- _REQUIRED WORK_: Return the whole listing exactly as it stands.

- _PROVIDED RECORDS_:
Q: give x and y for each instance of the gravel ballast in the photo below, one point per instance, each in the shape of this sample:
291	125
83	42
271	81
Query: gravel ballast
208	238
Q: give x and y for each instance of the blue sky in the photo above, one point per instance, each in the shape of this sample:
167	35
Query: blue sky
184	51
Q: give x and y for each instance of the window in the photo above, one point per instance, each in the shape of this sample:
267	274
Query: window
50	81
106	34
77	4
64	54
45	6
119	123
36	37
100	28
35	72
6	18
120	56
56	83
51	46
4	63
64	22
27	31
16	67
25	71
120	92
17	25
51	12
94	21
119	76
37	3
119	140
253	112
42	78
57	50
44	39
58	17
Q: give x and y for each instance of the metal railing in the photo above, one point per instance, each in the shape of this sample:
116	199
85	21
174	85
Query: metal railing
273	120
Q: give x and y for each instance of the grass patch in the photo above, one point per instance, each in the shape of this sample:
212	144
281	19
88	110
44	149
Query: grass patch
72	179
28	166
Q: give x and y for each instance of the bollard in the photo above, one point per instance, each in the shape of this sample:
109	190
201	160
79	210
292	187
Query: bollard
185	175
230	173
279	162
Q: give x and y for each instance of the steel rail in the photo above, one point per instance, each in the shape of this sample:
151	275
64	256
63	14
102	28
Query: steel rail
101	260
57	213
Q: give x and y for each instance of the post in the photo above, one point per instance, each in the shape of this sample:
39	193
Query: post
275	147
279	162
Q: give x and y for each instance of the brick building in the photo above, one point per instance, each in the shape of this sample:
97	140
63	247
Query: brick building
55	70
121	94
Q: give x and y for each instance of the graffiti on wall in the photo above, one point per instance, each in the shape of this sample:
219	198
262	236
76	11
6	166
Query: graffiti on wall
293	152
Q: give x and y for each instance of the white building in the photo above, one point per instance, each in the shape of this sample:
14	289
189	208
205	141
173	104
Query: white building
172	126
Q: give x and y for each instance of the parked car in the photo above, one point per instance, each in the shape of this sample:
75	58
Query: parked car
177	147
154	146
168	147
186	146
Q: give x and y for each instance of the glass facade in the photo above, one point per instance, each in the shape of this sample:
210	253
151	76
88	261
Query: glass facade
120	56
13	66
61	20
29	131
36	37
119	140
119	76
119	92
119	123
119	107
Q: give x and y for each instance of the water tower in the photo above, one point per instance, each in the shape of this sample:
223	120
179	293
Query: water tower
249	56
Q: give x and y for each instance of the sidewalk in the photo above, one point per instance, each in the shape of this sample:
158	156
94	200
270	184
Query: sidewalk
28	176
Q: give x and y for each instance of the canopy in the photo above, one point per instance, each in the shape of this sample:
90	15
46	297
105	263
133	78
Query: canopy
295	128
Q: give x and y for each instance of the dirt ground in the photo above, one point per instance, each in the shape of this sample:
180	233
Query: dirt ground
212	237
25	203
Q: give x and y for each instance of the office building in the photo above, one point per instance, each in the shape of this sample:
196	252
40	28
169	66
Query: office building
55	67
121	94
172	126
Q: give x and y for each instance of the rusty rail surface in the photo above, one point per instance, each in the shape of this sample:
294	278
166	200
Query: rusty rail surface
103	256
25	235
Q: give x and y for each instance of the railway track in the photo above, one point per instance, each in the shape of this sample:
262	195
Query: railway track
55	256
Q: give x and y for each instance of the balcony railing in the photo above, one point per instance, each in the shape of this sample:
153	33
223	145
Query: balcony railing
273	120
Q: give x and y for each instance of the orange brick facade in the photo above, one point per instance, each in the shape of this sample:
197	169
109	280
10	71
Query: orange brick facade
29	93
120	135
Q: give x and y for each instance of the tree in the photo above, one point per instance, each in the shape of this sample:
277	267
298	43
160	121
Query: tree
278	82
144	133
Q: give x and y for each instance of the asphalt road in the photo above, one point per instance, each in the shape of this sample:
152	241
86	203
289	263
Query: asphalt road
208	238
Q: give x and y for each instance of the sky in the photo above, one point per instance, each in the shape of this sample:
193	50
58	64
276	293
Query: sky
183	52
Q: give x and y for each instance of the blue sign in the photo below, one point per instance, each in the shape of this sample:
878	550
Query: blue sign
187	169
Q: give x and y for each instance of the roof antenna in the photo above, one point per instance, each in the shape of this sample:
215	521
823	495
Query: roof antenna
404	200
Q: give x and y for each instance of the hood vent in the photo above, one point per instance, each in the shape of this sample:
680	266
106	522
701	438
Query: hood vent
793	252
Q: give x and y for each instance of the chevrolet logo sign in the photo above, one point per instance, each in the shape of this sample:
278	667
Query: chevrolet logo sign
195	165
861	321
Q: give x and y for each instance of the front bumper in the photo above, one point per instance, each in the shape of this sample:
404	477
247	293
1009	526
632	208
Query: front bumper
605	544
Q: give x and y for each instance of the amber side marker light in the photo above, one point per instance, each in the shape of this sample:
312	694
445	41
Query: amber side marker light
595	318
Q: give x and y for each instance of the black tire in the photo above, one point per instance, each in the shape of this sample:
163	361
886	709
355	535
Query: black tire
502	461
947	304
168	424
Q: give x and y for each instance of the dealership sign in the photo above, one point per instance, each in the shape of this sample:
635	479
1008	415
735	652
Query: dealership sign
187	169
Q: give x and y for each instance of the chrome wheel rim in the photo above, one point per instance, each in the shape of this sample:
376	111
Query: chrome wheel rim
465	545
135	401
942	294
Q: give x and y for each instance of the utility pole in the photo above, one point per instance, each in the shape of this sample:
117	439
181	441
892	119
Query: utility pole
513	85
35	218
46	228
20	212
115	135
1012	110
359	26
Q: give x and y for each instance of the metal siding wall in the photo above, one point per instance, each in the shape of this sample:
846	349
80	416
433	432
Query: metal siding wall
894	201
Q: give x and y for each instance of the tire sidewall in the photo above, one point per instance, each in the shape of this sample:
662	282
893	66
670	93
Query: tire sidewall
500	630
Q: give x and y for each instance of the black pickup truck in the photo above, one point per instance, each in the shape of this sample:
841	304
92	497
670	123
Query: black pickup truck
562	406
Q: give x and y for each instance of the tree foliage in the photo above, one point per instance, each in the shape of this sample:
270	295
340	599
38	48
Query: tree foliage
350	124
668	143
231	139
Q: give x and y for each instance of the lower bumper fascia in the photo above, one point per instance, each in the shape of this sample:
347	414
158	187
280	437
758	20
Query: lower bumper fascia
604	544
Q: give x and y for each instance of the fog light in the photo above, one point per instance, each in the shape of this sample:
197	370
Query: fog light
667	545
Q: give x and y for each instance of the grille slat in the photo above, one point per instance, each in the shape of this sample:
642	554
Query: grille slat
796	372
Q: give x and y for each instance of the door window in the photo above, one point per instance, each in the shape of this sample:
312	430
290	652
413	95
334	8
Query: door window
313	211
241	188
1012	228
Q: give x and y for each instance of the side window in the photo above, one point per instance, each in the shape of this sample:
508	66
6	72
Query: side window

- _REPLY_:
Q: give x and y for each instance of the gravel ballast in the photo below, one point per instance, each in the shape of this sample:
291	125
83	42
271	81
Query: gravel ballast
208	238
Q: give x and y for each instance of the blue sky in the photo above, one point per instance, each in the shape of this sample:
167	35
Query: blue sky
184	51
Q: give x and y for each instance of the window in the photo above, one point per instance, each in the shape of this sample:
267	274
Query: window
50	81
106	34
77	4
64	54
45	6
119	123
36	37
100	28
35	72
6	18
120	56
56	83
51	46
4	63
64	22
27	31
16	67
25	71
120	92
17	25
51	12
94	21
119	76
37	3
119	140
253	112
42	78
57	50
44	39
58	17
Q: give x and y for each instance of the metal railing in the photo above, one point per instance, each in the shape of this sample:
116	199
85	21
174	85
Query: metal railing
273	120
Q: give x and y for each instance of the grass patch in the photo above, one point per instance, each in the shape of this sample:
212	144
281	19
88	110
44	149
Query: grass patch
72	179
28	166
Q: give x and y for each instance of the bollard in the photo above, one point per instance, each in the shape of this sample:
109	190
201	160
79	210
292	187
Query: bollard
185	175
230	173
279	162
Q: give x and y for each instance of the steel rail in the photo above, one point per instance, each in the shape of this sample:
151	275
64	256
63	14
102	28
Query: steel rail
101	260
57	213
Q: give x and y for each instance of the post in the photo above, one point per instance, each in the shape of this sample:
39	193
Query: post
275	147
279	162
Q: give x and y for each instance of the brick building in the photo above, one point per instance, each in the shape of this sample:
97	140
63	247
Query: brick building
55	70
121	94
Q: give x and y for each instance of the graffiti on wall in the photo above, one point per instance, each in the shape of this sample:
219	198
262	236
76	11
6	166
Query: graffiti on wall
293	152
Q: give x and y for each instance of the white building in the photo above, one point per instance, each in the shape of this sample:
14	289
189	208
205	141
173	104
Query: white building
172	126
Q: give x and y for each instance of the parked car in the photo above, one point per instance, each in the shape of this sample:
75	58
Query: parked car
177	147
154	146
168	147
186	146
Q: give x and y for each instance of the glass facade in the photo above, one point per instance, each in the shape of this sample:
210	253
151	76
88	261
Query: glass facade
120	56
13	66
61	20
29	131
36	37
119	140
119	76
119	92
119	123
119	107
Q: give x and y for each instance of the water tower in the photo above, one point per instance, each in the shape of this sample:
223	120
179	293
Query: water tower
249	56
Q: give x and y for each instance of the sidewalk in the photo above, one point per instance, each in the shape of this sample:
158	156
94	200
270	184
Query: sidewalk
28	176
Q: give x and y for each instance of the canopy in the photo above, one point per instance, each in the shape of this sample:
90	15
46	297
105	263
133	78
Query: canopy
295	128
Q: give x and y for each instance of the dirt ground in the photo above, one point per instance, each in the shape of this sample:
180	233
Query: dirt ground
212	237
25	203
Q: give x and y for each instance of the office building in the photo above, one point per instance, each in the shape of this sample:
196	252
40	28
169	66
Query: office building
55	67
121	94
172	126
Q: give x and y for each instance of the rusty rail surface in the photo above, one point per instance, each in the shape of this sample:
294	278
166	200
Query: rusty rail surface
103	256
25	235
Q: give x and y for each instance of the railway track in the photo above, one point per instance, each in the shape of this sample:
262	195
Query: railway track
55	256
Q: give x and y for each instance of the balcony railing in the photo above, one point per instance, each in the shape of this sample:
153	33
223	145
Query: balcony railing
273	120
Q: give x and y for each instance of the orange brick facade in the photo above, one point per instance, each in the shape of this sample:
197	169
109	280
10	71
Query: orange brick facade
29	93
120	135
Q: give x and y for each instance of the tree in the photo above, one point per instance, each in the shape of this sample:
277	267
298	43
160	121
Query: tree
278	82
144	133
Q: give x and y for each instance of the asphalt road in the photo above, one point per instance, each in the shape of this sample:
152	241
86	203
289	263
Query: asphalt road
208	238
Q: give x and y for each instance of the sky in the photo above, one point per instance, each in the shape of this sample:
193	50
58	64
276	293
Query: sky
183	52
Q: give x and y for each instance of the blue sign in the photo below, one point per instance, each in the shape of this sample:
878	550
Query: blue sign
187	169
Q: give x and y for each instance of the roof antenna in the photo above, one point per instance, each in the shape of this sample:
215	521
823	495
Query: roof antenna
404	200
Q: give x and y for each instance of the hood vent in the photo above, one point per instance, each in the shape of this sample:
680	266
106	522
701	438
Query: hood vent
793	252
Q: give x and y for each instance of the chevrolet logo sign in the photo above, one point per instance, each in the shape of this sample:
278	667
Query: chevrolet logo sign
195	165
861	321
Q: give x and y for each instance of the front bumper in the photo above, one point per instance, each in the shape of this sample:
404	477
247	293
1009	526
632	208
Query: front bumper
605	544
Q: give x and y for each instance of the amber side marker light in the photo above, one point per instance, each in the shape of this sample:
312	694
445	41
Query: amber side marker light
595	318
Q: give x and y for each instance of the black tire in the photo above, one point per instance, each in the shape of this sample:
163	361
886	709
355	535
Query: black tire
502	461
947	304
168	424
Q: give x and y for each instance of the dealership sign in the photo above, one point per instance, each in the shape of this sample:
635	479
1008	415
735	652
Query: dealership sign
187	169
Q: give x and y for each instance of the chrome wheel rim in the photo above, one point per instance, each in the shape of this sample:
376	111
Query: chrome wheel rim
465	545
135	401
942	294
Q: give x and y for each instance of the utility pole in the photo above, one point per instance, each in the shape of this sample:
117	439
181	441
892	119
Query: utility pole
513	85
35	218
46	228
20	212
115	135
1012	110
359	26
Q: give x and y for each instance of the metal siding wall in the photo above, one point per instance, each in the shape of this sample:
846	349
80	416
433	432
Query: metal siding wall
894	201
Q: give x and y for each instance of the tire sidewall in the photo above, one point per instance, each in the shape of this sample:
662	282
893	66
670	93
Query: tire sidewall
500	630
Q: give x and y for each instance of the black pickup truck in the photo above, one point per instance, each in the shape of this sample:
841	304
92	497
670	123
Query: black pickup truck
562	406
Q: give x and y for each instance of the tree foliage in the photo above, one point per instance, each in the shape of this sample:
270	295
340	599
38	48
Query: tree foliage
350	124
668	143
231	139
Q: give x and y for each instance of the lower bumper fascia in the photo above, one point per instance, each in the shape of this sample:
347	414
158	187
280	437
758	20
Query: lower bumper fascia
604	544
Q: give x and y for each instance of the fog light in the photo above, one point per instance, each in the shape of this sample:
197	370
Query: fog light
667	545
Q: give x and y for each instance of the grille slat in the photo above, one point per instance, each in the shape of this sample:
642	554
Query: grille slat
796	372
Q: give x and y for each instance of the door window in the photo above, one point per instance, each in the shape of this sample:
312	430
290	652
413	95
334	8
Query: door window
313	211
241	188
1012	228
Q: give x and y for each instance of the side window in the photo above, one point per instance, each in the shape of this sample:
508	66
6	72
Query: side window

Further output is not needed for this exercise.